**EXERCISE REQUIREMENTS**
Convert the lines below into a numbered list, omitting any blank lines.

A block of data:
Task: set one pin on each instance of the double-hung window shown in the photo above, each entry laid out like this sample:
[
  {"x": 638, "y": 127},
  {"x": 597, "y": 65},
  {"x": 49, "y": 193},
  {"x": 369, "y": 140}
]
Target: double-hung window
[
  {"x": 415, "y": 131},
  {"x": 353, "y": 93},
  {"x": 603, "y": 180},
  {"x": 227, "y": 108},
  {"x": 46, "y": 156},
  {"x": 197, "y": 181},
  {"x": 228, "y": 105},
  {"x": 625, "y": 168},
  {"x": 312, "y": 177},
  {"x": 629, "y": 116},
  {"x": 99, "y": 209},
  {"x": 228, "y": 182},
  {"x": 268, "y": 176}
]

**THE RESPONSE**
1. Task: set one pin on each instance of the double-hung window shown in the photo above, each entry laid out like this sample:
2. [
3.   {"x": 638, "y": 127},
4.   {"x": 597, "y": 65},
5.   {"x": 49, "y": 193},
6.   {"x": 369, "y": 140}
7. ]
8. Target: double-hung window
9. [
10.   {"x": 415, "y": 131},
11.   {"x": 353, "y": 93},
12.   {"x": 603, "y": 180},
13.   {"x": 227, "y": 108},
14.   {"x": 46, "y": 156},
15.   {"x": 197, "y": 181},
16.   {"x": 228, "y": 105},
17.   {"x": 625, "y": 168},
18.   {"x": 312, "y": 177},
19.   {"x": 629, "y": 116},
20.   {"x": 99, "y": 209},
21.   {"x": 228, "y": 182},
22.   {"x": 268, "y": 176}
23. ]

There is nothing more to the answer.